╭─ DATA ROWS
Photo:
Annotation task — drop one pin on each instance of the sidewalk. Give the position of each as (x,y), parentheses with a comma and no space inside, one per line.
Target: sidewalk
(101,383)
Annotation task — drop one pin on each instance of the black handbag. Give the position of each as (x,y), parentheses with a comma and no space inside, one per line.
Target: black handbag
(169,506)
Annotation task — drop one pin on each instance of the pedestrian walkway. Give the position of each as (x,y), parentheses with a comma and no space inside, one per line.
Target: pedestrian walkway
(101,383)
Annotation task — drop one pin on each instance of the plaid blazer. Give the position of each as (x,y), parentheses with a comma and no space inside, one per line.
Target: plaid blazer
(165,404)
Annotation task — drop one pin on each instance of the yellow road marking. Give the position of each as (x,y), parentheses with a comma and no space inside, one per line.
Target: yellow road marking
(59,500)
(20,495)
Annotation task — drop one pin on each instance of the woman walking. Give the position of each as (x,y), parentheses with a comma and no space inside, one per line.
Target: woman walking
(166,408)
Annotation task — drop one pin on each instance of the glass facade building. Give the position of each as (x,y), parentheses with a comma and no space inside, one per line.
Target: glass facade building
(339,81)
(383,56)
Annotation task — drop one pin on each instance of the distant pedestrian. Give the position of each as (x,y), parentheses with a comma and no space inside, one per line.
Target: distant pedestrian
╰─
DESCRIPTION OF THE TASK: Present every line of the data above as a numbered list, omitting any blank lines.

TASK RESPONSE:
1. Photo:
2. Annotation task — drop one pin on each instance of the sidewalk. Give the position of each as (x,y), parentheses with a comma and no space inside, one per line.
3. Target: sidewalk
4. (101,383)
5. Annotation task — drop one pin on each instance of the black handbag. Give the position of each as (x,y), parentheses with a comma and no space inside, one per line.
6. Target: black handbag
7. (169,506)
8. Annotation task — drop one pin on each instance of the pedestrian walkway. Give the position of each as (x,y), parentheses with a comma and no space inside, one per line.
9. Target: pedestrian walkway
10. (101,383)
11. Annotation task — drop one pin on each instance of the plaid blazer. Give the position of each as (x,y), parentheses with a comma and no space inside, one per line.
12. Target: plaid blazer
13. (165,404)
14. Annotation task — drop one pin on each instance of the yellow road marking. Give the position of each as (x,y), parentheses with a comma and no space inside, one per line.
15. Target: yellow road marking
16. (59,500)
17. (20,495)
18. Annotation task — drop one pin on each instance of the woman walking. Give the position of each as (x,y), parentheses with a comma and no space inside, one per line.
19. Target: woman walking
20. (166,408)
21. Annotation task — drop one pin on each instance of the glass facade building. Give the position of each as (x,y), parentheses with a comma and no space inside, one per line.
22. Target: glass facade building
23. (339,81)
24. (383,56)
25. Annotation task — drop one pin on each instance of the distant pedestrian. Give the position of each as (x,y), parentheses with a comma and no space inside, one per line.
26. Target: distant pedestrian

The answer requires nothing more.